▸ DATA SHOWN:
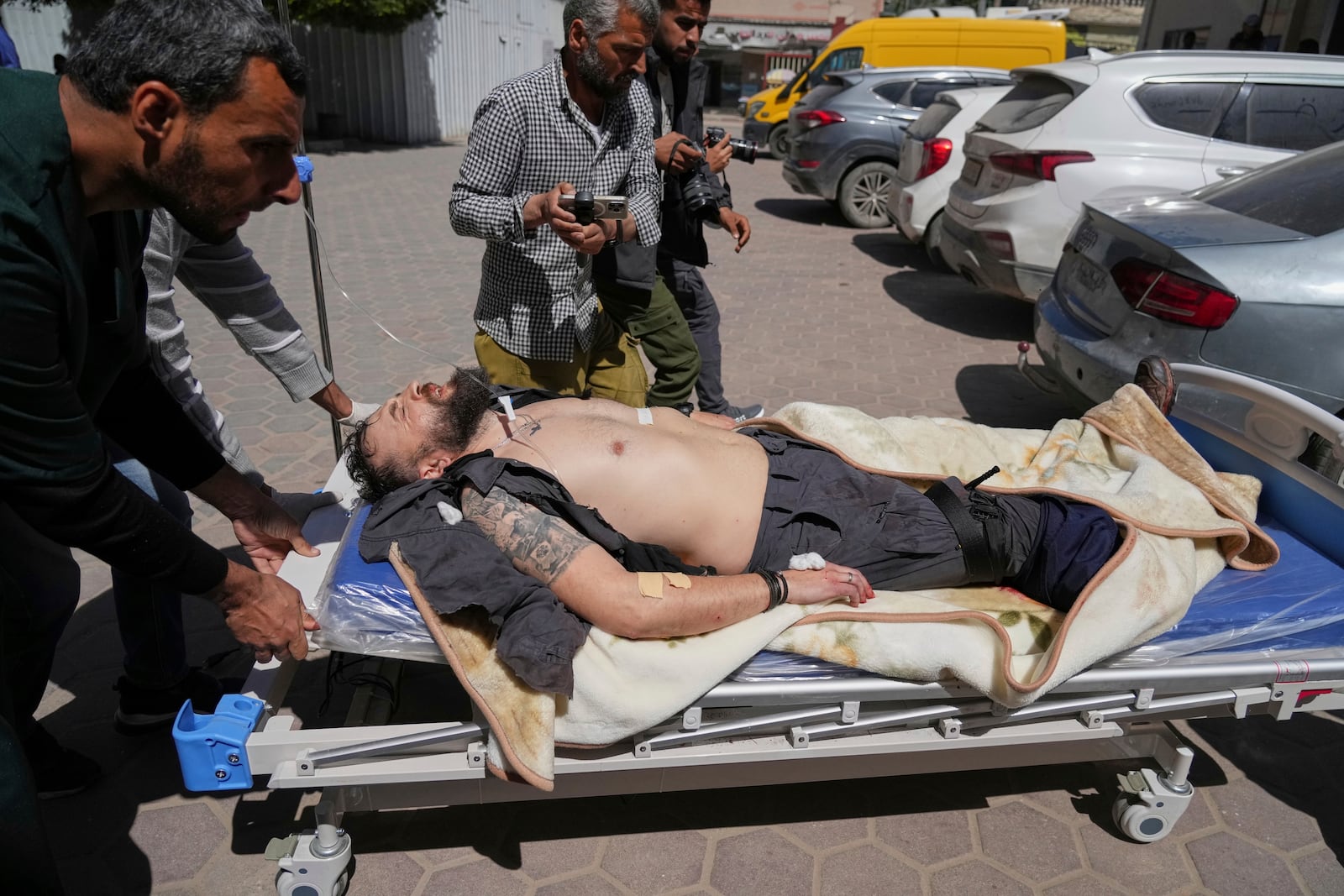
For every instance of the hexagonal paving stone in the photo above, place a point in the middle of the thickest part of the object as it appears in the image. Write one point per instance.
(1144, 868)
(178, 840)
(237, 875)
(550, 857)
(1086, 886)
(480, 879)
(450, 855)
(761, 862)
(591, 884)
(867, 869)
(1028, 841)
(385, 875)
(974, 876)
(1231, 867)
(929, 837)
(656, 862)
(1323, 873)
(1256, 813)
(831, 833)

▸ WHAT IS BEING ASKED: Rewrite the lines above with "hexagonal paving stone" changed to "six-sided paving stone", keeping everything else the same. Do not include the picture.

▸ ANSWER TO THIS EXERCISE:
For every instance of the six-sided paving stone in the photo above, place a point in the middle of the thickest part of the object as it appears in the image. Write one point per instance.
(1144, 868)
(178, 840)
(237, 875)
(550, 857)
(1086, 886)
(480, 879)
(450, 855)
(761, 862)
(591, 884)
(867, 869)
(1028, 841)
(385, 875)
(974, 876)
(1231, 867)
(929, 837)
(656, 862)
(1323, 873)
(1256, 813)
(831, 833)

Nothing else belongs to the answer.